By Chelle Delaney
San Jon’s police officer Ben Gates still has a job — for now.
But a pink slip could still be on his horizon if San Jon doesn’t figure out a way to cover his $33,900 annual salary without “busting its budget,” or a way to negotiate help from a cooperating agency.
A resolution on the board’s agenda called for a “reduction in force,” but it was tabled by the board at its monthly meeting after members of the community spoke out in favor of keeping the officer.
“I was thinking I could be without a job,” said Gates, who has been the town’s only law enforcement agency for 11 years.
San Jon’s operating budget has taken a $50,000 cut in gross receipt taxes following the opening of two new truck plazas in Tucumcari, said Bobbye Rose, village adminstrator.
“It has cut us off at the knees,” she said.
San Jon’s citizens suggested that other ways be found to make up for the shortfall without cutting Gates’s position.
Without a police officer in San Jon to assess a gun shot incident or a domestic violence situation, medical volunteers cannot respond to such incidents, said Debbie Stoner, a San Jon volunteer emergency medical technician intermediate. Protocol states that “when there is a domestic (dispute) we cannot respond. And I’m not willing to put my life in danger,” Stoner said.
While other law enforcement agencies can be called to respond to such situations, it may take the New Mexico State Police or Quay County Sheriff’s Office between 45 minutes to an hour to arrive at the scene, Stoner said.
Stoner suggested cuts in the salaries of each of the village’s six employees to cover the cost of Gates’s salary.
If new businesses are being courted to come to the village, they will not want to come if there is not a law enforcement officer, Stoner said. “I’m real concerned with the choice to do away with the police officer,” she said.
“Ben needs to stay here,” said Kurt Simonson, owner of the village’s only motel, the San Jon Motel.
Keith Hilber, a teacher at the San Jon Middle School, said that last year, there was an incident of a known child molester outside the school. Had Gates not been there, they would have had to wait at least an hour for the state police or sheriff, he said.
The board should “weigh the priorities of the what is essential for the community … the safety of the children and the safety of the citizens,” Hilber said.

_ _ _ _ _ _ _

### Problem set
1: Summarize the article about San Jon's police officer in two sentences.
2: Proceed with the article about San Jon's police officer, picking up after its final sentence.

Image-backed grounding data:
_ _ _ _ _ _ _

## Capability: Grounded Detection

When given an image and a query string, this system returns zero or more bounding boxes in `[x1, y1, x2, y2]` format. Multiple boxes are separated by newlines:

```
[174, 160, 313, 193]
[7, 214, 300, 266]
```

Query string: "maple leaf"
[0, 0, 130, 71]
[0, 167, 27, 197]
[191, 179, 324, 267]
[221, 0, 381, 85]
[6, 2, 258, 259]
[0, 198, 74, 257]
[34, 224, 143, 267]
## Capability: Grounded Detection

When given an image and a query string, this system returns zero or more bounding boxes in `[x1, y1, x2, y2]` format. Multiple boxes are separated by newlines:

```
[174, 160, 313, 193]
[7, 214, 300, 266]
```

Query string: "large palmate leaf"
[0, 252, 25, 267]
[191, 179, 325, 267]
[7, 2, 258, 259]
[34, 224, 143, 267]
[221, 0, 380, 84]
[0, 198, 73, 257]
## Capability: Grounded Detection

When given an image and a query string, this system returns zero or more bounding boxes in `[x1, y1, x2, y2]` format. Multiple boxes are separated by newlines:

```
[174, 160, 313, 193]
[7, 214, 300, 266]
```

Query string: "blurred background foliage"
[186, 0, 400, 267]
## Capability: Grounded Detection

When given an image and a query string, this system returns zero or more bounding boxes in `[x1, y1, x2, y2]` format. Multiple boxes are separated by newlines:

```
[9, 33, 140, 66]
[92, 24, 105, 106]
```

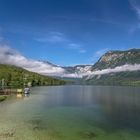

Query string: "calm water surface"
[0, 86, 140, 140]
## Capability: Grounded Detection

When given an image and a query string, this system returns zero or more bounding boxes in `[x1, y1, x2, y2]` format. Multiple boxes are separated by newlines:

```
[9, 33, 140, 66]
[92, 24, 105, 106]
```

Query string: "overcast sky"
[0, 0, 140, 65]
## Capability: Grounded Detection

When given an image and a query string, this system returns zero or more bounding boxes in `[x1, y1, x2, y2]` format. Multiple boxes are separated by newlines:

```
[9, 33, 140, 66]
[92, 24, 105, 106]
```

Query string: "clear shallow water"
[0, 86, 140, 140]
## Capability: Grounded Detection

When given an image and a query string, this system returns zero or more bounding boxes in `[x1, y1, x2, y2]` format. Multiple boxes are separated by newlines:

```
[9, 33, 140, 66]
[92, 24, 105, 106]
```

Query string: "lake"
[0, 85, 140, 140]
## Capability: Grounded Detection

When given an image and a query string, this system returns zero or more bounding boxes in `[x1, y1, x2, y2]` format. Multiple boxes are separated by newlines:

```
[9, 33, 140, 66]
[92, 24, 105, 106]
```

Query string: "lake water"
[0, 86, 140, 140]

_ _ _ _ _ _ _

### Exercise answers
1: San Jon's board tabled a resolution calling for a reduction in force after community members spoke in favor of keeping Ben Gates, the town's only police officer, though he could still lose his job if the village cannot cover his $33,900 salary after a $50,000 cut in gross receipt taxes. Residents warned that without him, medical volunteers cannot respond to domestic or gunshot incidents and other agencies may take 45 minutes to an hour to arrive, and they urged the board to find other ways to make up the shortfall, such as a volunteer's suggestion to cut the salaries of the village's six employees.

2:
Sherry Ford chaiman of a citizen’s group “To save our cop,” also proposed that: village salaries be cut, an increase of $15 be assessed for Gates’s salary, and that a portion of the village’s budget for streets be put toward the police department. “He protects the streets,” said the citizens’s proposal.
After the citizens’s comments, the board adjourned for an executive session to discuss “personnel” matters, and when it returned the board voted unanimously to reappoint all of its existing employees, including Gates. The board was required to make its appointments by state statue following the March 4 elections for village board members. At the meeting were board members Mayor Joe Clark, Rodney Stoner, B.J. Barnes and Jose Gonzlez. Absent from the meeting was Leo Pacheco.
San Jon’s attorney, Warren Frost, suggested that the board seek ways to negotiate Gates’s salary as part of an agreement with the Quay County Sheriff’s Office and the Quay County Commission.
San Jon had already proposed that its $20,000 state grant for law enforcement equipment be part of a joint powers agreement with Quay County and sheriff’s office in anticipation of cutting the police department. That JPA was approved at the Quay County’s commission meeting on Monday.
Frost suggested that that agreement be renegoatiated. Frost said he would discuss the matter with Quay offiicals over the next several weeks.
After the meeting, 10 citizens had signed a citizens’ pledge for more than $10,000 to pay for Gates’s salary.